> [Work required]:
Convert every line of the data below into a JSON list of strings, one string per line, and skip any blank lines. Leave the pictures out of the list.

> [Items]:
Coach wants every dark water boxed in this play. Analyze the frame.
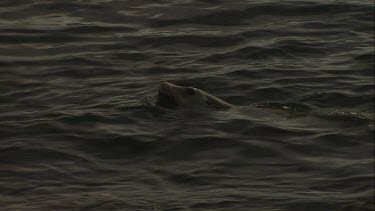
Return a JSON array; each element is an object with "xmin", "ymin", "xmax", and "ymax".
[{"xmin": 0, "ymin": 0, "xmax": 374, "ymax": 211}]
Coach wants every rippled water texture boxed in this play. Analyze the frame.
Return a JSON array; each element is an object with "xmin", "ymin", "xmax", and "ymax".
[{"xmin": 0, "ymin": 0, "xmax": 374, "ymax": 211}]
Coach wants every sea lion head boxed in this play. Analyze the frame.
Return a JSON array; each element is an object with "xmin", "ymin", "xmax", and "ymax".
[{"xmin": 157, "ymin": 82, "xmax": 233, "ymax": 109}]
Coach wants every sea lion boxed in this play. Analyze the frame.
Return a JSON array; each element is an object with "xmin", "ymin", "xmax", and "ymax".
[{"xmin": 156, "ymin": 82, "xmax": 234, "ymax": 109}]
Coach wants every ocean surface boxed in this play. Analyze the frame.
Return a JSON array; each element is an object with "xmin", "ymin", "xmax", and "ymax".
[{"xmin": 0, "ymin": 0, "xmax": 375, "ymax": 211}]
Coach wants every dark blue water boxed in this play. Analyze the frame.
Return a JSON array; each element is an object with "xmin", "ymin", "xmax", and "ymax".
[{"xmin": 0, "ymin": 0, "xmax": 375, "ymax": 211}]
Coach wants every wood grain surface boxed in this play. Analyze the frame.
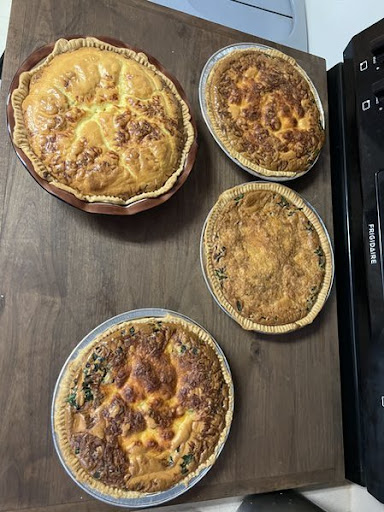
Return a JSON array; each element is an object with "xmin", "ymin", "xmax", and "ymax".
[{"xmin": 0, "ymin": 0, "xmax": 343, "ymax": 512}]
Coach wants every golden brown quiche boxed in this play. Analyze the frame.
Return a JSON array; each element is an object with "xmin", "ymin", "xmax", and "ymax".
[
  {"xmin": 12, "ymin": 37, "xmax": 194, "ymax": 204},
  {"xmin": 54, "ymin": 315, "xmax": 233, "ymax": 497},
  {"xmin": 203, "ymin": 182, "xmax": 333, "ymax": 333},
  {"xmin": 205, "ymin": 48, "xmax": 324, "ymax": 178}
]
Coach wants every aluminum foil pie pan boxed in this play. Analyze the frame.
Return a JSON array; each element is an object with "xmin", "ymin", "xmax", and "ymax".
[
  {"xmin": 200, "ymin": 180, "xmax": 335, "ymax": 335},
  {"xmin": 199, "ymin": 43, "xmax": 325, "ymax": 182},
  {"xmin": 51, "ymin": 308, "xmax": 234, "ymax": 508}
]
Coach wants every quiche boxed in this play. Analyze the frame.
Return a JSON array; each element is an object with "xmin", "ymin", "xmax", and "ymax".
[
  {"xmin": 205, "ymin": 47, "xmax": 324, "ymax": 179},
  {"xmin": 202, "ymin": 182, "xmax": 333, "ymax": 333},
  {"xmin": 54, "ymin": 315, "xmax": 233, "ymax": 498},
  {"xmin": 12, "ymin": 37, "xmax": 195, "ymax": 205}
]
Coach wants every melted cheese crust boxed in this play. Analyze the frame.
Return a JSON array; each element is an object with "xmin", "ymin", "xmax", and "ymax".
[
  {"xmin": 207, "ymin": 50, "xmax": 324, "ymax": 174},
  {"xmin": 22, "ymin": 47, "xmax": 186, "ymax": 201},
  {"xmin": 65, "ymin": 319, "xmax": 229, "ymax": 492},
  {"xmin": 208, "ymin": 190, "xmax": 326, "ymax": 326}
]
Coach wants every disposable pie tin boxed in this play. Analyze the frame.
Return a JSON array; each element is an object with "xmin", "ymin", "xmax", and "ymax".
[
  {"xmin": 199, "ymin": 43, "xmax": 325, "ymax": 182},
  {"xmin": 200, "ymin": 181, "xmax": 335, "ymax": 334},
  {"xmin": 51, "ymin": 308, "xmax": 233, "ymax": 508},
  {"xmin": 6, "ymin": 35, "xmax": 197, "ymax": 215}
]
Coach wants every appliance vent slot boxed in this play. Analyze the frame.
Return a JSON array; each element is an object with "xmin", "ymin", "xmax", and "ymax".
[{"xmin": 230, "ymin": 0, "xmax": 293, "ymax": 19}]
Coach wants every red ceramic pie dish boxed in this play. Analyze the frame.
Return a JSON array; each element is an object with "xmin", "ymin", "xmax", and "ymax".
[{"xmin": 6, "ymin": 35, "xmax": 197, "ymax": 215}]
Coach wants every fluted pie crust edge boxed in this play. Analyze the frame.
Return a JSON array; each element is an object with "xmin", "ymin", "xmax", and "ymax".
[
  {"xmin": 53, "ymin": 314, "xmax": 234, "ymax": 499},
  {"xmin": 203, "ymin": 182, "xmax": 334, "ymax": 334},
  {"xmin": 11, "ymin": 37, "xmax": 195, "ymax": 206},
  {"xmin": 204, "ymin": 47, "xmax": 325, "ymax": 178}
]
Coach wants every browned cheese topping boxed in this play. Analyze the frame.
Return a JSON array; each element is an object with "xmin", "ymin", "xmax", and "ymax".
[
  {"xmin": 66, "ymin": 319, "xmax": 229, "ymax": 492},
  {"xmin": 210, "ymin": 50, "xmax": 324, "ymax": 172},
  {"xmin": 209, "ymin": 190, "xmax": 325, "ymax": 325},
  {"xmin": 22, "ymin": 47, "xmax": 185, "ymax": 200}
]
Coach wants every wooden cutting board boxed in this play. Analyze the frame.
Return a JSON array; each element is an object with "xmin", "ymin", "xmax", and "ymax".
[{"xmin": 0, "ymin": 0, "xmax": 343, "ymax": 512}]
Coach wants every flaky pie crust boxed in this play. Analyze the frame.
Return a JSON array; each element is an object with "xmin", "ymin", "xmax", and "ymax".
[
  {"xmin": 202, "ymin": 182, "xmax": 334, "ymax": 334},
  {"xmin": 53, "ymin": 315, "xmax": 233, "ymax": 498},
  {"xmin": 204, "ymin": 47, "xmax": 325, "ymax": 178},
  {"xmin": 11, "ymin": 37, "xmax": 195, "ymax": 205}
]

> [Task solution]:
[
  "Coach wants every dark water boxed in this play. Analyze the frame.",
  "Return a JSON array; each element is an object with \"xmin\", \"ymin\", \"xmax\", and \"ymax\".",
  "[{\"xmin\": 0, \"ymin\": 0, \"xmax\": 374, \"ymax\": 211}]",
  "Coach wants every rippled water texture boxed in this play. Analyze the frame.",
  "Return a JSON array; each element is an object with \"xmin\", \"ymin\", \"xmax\", and \"ymax\".",
  "[{\"xmin\": 0, \"ymin\": 0, \"xmax\": 374, \"ymax\": 211}]",
  "Coach wants every sea lion head boxed in this play. Analyze the frame.",
  "Return a JSON array; each element is an object with \"xmin\", \"ymin\", \"xmax\", and \"ymax\".",
  "[{\"xmin\": 157, \"ymin\": 82, \"xmax\": 233, \"ymax\": 109}]",
  "Coach wants every sea lion boxed in this play. Analyze the frame.",
  "Return a JSON array; each element is an object with \"xmin\", \"ymin\", \"xmax\", and \"ymax\".",
  "[{\"xmin\": 156, \"ymin\": 82, \"xmax\": 234, \"ymax\": 109}]",
  "Coach wants every ocean surface boxed in this play. Analyze the frame.",
  "Return a JSON array; each element is an object with \"xmin\", \"ymin\", \"xmax\", and \"ymax\".",
  "[{\"xmin\": 0, \"ymin\": 0, \"xmax\": 375, \"ymax\": 211}]",
  "Coach wants every dark blue water boxed in this play. Analyze the frame.",
  "Return a JSON array; each element is an object with \"xmin\", \"ymin\", \"xmax\", and \"ymax\".",
  "[{\"xmin\": 0, \"ymin\": 0, \"xmax\": 375, \"ymax\": 211}]",
  "Coach wants every wood grain surface boxed in this play. Analyze the frame.",
  "Return a JSON array; each element is an object with \"xmin\", \"ymin\", \"xmax\", and \"ymax\".",
  "[{\"xmin\": 0, \"ymin\": 0, \"xmax\": 343, \"ymax\": 512}]",
  "Coach wants every golden brown quiche boxed in this play. Analyze the frame.",
  "Return a JSON array; each element is an object with \"xmin\", \"ymin\", \"xmax\", and \"ymax\".",
  "[",
  "  {\"xmin\": 12, \"ymin\": 37, \"xmax\": 194, \"ymax\": 204},",
  "  {\"xmin\": 54, \"ymin\": 315, \"xmax\": 233, \"ymax\": 497},",
  "  {\"xmin\": 203, \"ymin\": 182, \"xmax\": 333, \"ymax\": 333},",
  "  {\"xmin\": 205, \"ymin\": 48, \"xmax\": 324, \"ymax\": 178}",
  "]",
  "Coach wants every aluminum foil pie pan boxed in this play. Analyze the frame.",
  "Return a JSON array; each element is an object with \"xmin\", \"ymin\", \"xmax\", and \"ymax\".",
  "[",
  "  {\"xmin\": 200, \"ymin\": 180, \"xmax\": 335, \"ymax\": 335},",
  "  {\"xmin\": 199, \"ymin\": 43, \"xmax\": 325, \"ymax\": 182},",
  "  {\"xmin\": 51, \"ymin\": 308, \"xmax\": 234, \"ymax\": 508}",
  "]",
  "Coach wants every quiche boxed in this play. Analyze the frame.",
  "Return a JSON array; each element is an object with \"xmin\", \"ymin\", \"xmax\", and \"ymax\".",
  "[",
  "  {\"xmin\": 205, \"ymin\": 47, \"xmax\": 324, \"ymax\": 179},",
  "  {\"xmin\": 202, \"ymin\": 182, \"xmax\": 333, \"ymax\": 333},",
  "  {\"xmin\": 54, \"ymin\": 315, \"xmax\": 233, \"ymax\": 498},",
  "  {\"xmin\": 12, \"ymin\": 37, \"xmax\": 195, \"ymax\": 205}",
  "]",
  "Coach wants every melted cheese crust boxed in this play. Analyze the frame.",
  "Return a JSON array; each element is an object with \"xmin\", \"ymin\", \"xmax\", and \"ymax\".",
  "[",
  "  {\"xmin\": 207, \"ymin\": 50, \"xmax\": 324, \"ymax\": 174},",
  "  {\"xmin\": 22, \"ymin\": 47, \"xmax\": 186, \"ymax\": 201},",
  "  {\"xmin\": 65, \"ymin\": 319, \"xmax\": 229, \"ymax\": 492},",
  "  {\"xmin\": 208, \"ymin\": 190, \"xmax\": 326, \"ymax\": 326}",
  "]",
  "Coach wants every disposable pie tin boxed in this play. Analyze the frame.",
  "Return a JSON array; each element is an object with \"xmin\", \"ymin\", \"xmax\", and \"ymax\".",
  "[",
  "  {\"xmin\": 199, \"ymin\": 43, \"xmax\": 325, \"ymax\": 182},",
  "  {\"xmin\": 200, \"ymin\": 181, \"xmax\": 335, \"ymax\": 334},",
  "  {\"xmin\": 51, \"ymin\": 308, \"xmax\": 233, \"ymax\": 508},",
  "  {\"xmin\": 6, \"ymin\": 35, \"xmax\": 197, \"ymax\": 215}",
  "]",
  "Coach wants every appliance vent slot boxed in this play. Analyze the frame.",
  "Return a JSON array; each element is an object with \"xmin\", \"ymin\", \"xmax\", and \"ymax\".",
  "[{\"xmin\": 230, \"ymin\": 0, \"xmax\": 293, \"ymax\": 19}]",
  "Coach wants every red ceramic pie dish boxed in this play. Analyze the frame.",
  "Return a JSON array; each element is an object with \"xmin\", \"ymin\", \"xmax\", and \"ymax\".",
  "[{\"xmin\": 6, \"ymin\": 35, \"xmax\": 197, \"ymax\": 215}]",
  "Coach wants every fluted pie crust edge boxed in this play. Analyze the frame.",
  "Return a JSON array; each element is an object with \"xmin\", \"ymin\", \"xmax\", and \"ymax\".",
  "[",
  "  {\"xmin\": 53, \"ymin\": 314, \"xmax\": 234, \"ymax\": 499},",
  "  {\"xmin\": 203, \"ymin\": 182, \"xmax\": 334, \"ymax\": 334},",
  "  {\"xmin\": 11, \"ymin\": 37, \"xmax\": 195, \"ymax\": 206},",
  "  {\"xmin\": 204, \"ymin\": 47, \"xmax\": 325, \"ymax\": 178}",
  "]",
  "Coach wants every browned cheese topping boxed in this play. Analyze the frame.",
  "Return a JSON array; each element is an object with \"xmin\", \"ymin\", \"xmax\", and \"ymax\".",
  "[",
  "  {\"xmin\": 66, \"ymin\": 319, \"xmax\": 229, \"ymax\": 492},",
  "  {\"xmin\": 210, \"ymin\": 50, \"xmax\": 324, \"ymax\": 172},",
  "  {\"xmin\": 209, \"ymin\": 190, \"xmax\": 325, \"ymax\": 325},",
  "  {\"xmin\": 22, \"ymin\": 47, \"xmax\": 185, \"ymax\": 200}",
  "]",
  "Coach wants every wooden cutting board boxed in this play. Analyze the frame.",
  "Return a JSON array; each element is an object with \"xmin\", \"ymin\", \"xmax\", and \"ymax\".",
  "[{\"xmin\": 0, \"ymin\": 0, \"xmax\": 343, \"ymax\": 512}]",
  "Coach wants every flaky pie crust boxed in this play. Analyze the frame.",
  "Return a JSON array; each element is an object with \"xmin\", \"ymin\", \"xmax\", and \"ymax\".",
  "[",
  "  {\"xmin\": 202, \"ymin\": 182, \"xmax\": 334, \"ymax\": 334},",
  "  {\"xmin\": 53, \"ymin\": 315, \"xmax\": 233, \"ymax\": 498},",
  "  {\"xmin\": 204, \"ymin\": 47, \"xmax\": 325, \"ymax\": 178},",
  "  {\"xmin\": 11, \"ymin\": 37, \"xmax\": 195, \"ymax\": 205}",
  "]"
]